-- START Provided material --

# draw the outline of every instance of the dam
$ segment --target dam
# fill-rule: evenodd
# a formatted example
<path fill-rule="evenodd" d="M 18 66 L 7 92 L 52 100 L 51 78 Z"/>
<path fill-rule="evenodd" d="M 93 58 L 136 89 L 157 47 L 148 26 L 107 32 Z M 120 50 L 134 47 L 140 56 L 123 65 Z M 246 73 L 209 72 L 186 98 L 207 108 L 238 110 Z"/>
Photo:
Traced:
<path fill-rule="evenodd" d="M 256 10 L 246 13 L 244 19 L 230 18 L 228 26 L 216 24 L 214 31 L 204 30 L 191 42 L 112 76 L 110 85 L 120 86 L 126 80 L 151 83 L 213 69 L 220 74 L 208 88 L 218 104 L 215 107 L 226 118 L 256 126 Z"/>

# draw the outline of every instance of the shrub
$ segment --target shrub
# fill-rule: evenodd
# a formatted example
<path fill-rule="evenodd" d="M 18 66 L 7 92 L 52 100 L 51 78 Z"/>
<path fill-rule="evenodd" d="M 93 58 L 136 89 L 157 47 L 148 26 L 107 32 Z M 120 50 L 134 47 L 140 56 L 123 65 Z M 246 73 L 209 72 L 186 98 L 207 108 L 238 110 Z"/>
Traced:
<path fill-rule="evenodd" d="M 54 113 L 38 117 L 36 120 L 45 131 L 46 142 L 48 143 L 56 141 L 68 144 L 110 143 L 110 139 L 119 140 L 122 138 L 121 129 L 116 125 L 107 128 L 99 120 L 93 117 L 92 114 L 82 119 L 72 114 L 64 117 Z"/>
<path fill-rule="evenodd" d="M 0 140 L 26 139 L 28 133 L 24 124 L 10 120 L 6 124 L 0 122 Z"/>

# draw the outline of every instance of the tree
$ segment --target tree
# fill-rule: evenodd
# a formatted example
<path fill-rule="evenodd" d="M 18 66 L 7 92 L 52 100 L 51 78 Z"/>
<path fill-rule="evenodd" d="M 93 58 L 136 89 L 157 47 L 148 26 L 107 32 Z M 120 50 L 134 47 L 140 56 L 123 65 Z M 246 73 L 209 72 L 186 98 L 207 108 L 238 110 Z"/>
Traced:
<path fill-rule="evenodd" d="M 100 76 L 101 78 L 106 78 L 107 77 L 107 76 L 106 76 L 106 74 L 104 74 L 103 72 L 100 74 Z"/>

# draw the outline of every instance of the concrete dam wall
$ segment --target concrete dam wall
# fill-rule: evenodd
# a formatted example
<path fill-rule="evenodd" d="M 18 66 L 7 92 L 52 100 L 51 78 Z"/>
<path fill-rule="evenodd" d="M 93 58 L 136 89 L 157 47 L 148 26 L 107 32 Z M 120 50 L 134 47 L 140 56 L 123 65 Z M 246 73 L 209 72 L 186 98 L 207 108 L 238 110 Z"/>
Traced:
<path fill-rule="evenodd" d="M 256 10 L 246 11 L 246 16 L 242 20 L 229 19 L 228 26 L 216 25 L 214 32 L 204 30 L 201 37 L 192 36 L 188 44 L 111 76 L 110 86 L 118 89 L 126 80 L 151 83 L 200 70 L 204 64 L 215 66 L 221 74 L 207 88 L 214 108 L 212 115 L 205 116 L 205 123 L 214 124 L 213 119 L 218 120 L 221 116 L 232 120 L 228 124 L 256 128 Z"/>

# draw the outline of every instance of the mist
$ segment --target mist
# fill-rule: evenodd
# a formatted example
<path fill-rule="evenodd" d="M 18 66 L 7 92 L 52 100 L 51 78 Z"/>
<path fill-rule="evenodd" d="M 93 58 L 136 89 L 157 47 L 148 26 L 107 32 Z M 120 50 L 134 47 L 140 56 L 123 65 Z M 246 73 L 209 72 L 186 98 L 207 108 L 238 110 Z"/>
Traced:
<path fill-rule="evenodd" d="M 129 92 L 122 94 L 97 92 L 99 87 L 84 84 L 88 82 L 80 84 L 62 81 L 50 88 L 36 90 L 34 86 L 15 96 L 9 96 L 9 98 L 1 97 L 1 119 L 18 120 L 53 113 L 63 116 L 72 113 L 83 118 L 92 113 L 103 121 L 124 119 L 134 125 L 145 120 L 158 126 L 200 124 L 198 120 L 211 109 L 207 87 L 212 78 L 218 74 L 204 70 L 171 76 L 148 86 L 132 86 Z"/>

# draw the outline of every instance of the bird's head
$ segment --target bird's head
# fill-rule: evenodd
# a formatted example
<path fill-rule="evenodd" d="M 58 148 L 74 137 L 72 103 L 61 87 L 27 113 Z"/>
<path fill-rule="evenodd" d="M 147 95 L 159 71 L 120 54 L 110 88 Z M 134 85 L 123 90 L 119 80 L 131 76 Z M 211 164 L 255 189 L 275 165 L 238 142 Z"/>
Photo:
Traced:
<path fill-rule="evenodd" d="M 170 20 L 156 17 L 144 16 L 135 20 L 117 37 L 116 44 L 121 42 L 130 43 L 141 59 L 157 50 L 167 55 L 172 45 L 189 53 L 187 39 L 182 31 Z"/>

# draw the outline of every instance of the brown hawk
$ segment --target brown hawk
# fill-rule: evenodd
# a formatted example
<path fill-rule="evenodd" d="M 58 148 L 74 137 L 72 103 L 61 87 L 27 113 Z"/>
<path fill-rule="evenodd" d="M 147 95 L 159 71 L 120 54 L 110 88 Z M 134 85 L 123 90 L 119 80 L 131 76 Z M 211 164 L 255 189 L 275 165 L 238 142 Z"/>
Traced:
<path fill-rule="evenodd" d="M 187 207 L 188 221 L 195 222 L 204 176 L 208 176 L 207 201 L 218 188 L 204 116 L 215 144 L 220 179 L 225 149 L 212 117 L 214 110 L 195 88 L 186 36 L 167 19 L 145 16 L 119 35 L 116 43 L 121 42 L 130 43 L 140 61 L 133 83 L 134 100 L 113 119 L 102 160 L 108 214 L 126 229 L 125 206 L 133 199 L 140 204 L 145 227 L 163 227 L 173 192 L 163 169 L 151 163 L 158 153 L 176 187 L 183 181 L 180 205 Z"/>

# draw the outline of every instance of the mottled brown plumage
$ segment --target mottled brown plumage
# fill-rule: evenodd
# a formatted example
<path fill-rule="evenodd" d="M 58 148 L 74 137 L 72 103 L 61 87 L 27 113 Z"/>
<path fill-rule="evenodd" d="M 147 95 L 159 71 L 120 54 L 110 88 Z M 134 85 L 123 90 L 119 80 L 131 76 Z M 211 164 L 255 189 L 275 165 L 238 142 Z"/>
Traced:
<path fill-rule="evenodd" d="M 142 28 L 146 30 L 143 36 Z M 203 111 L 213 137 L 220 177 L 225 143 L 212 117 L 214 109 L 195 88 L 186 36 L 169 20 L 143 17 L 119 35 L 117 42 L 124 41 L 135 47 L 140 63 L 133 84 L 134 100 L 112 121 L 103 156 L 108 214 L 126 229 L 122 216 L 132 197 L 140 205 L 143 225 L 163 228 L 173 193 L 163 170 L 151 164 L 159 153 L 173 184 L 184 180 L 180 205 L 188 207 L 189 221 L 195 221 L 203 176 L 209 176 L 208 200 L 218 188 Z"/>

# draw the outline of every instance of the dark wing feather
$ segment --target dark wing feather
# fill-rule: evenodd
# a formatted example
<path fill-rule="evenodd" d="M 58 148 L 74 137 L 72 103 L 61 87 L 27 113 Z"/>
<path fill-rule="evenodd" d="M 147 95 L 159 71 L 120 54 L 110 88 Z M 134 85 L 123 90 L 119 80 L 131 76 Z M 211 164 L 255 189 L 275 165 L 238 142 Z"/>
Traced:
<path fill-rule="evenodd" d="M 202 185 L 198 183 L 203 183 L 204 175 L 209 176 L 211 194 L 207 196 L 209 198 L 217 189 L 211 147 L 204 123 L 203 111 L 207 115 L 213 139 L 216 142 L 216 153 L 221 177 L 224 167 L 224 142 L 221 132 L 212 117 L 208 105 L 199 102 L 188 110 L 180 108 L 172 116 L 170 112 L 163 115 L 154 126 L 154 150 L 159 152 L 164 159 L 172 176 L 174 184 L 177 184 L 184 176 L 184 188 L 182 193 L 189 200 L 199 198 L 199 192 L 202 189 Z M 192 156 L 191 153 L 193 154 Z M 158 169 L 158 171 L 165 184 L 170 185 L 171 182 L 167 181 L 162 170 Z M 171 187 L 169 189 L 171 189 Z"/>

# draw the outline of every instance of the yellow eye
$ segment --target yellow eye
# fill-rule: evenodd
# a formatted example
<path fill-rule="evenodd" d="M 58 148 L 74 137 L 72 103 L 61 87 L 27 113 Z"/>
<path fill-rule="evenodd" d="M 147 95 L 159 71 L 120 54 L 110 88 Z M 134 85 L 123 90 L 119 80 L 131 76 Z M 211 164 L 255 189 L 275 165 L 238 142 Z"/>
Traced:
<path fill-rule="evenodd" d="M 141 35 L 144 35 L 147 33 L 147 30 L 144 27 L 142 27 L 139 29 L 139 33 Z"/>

-- END Provided material --

### Given request
Rewrite the entries from the start through the line holding "10 L 246 13", inclusive, switching "outline" to "boundary" and leaving everything else the same.

### Solution to the problem
# draw the boundary of every instance of the dam
$ segment --target dam
# fill-rule: evenodd
# a formatted example
<path fill-rule="evenodd" d="M 18 66 L 7 92 L 52 100 L 51 78 Z"/>
<path fill-rule="evenodd" d="M 93 58 L 136 89 L 157 47 L 148 26 L 107 32 Z M 120 50 L 134 47 L 140 56 L 123 65 Z M 246 73 L 209 72 L 186 98 L 207 108 L 238 110 Z"/>
Photo:
Traced:
<path fill-rule="evenodd" d="M 256 10 L 246 13 L 244 19 L 230 18 L 228 26 L 216 24 L 214 31 L 204 30 L 191 42 L 112 76 L 110 85 L 120 86 L 126 80 L 151 83 L 213 69 L 220 74 L 208 88 L 218 104 L 215 107 L 226 118 L 256 126 Z"/>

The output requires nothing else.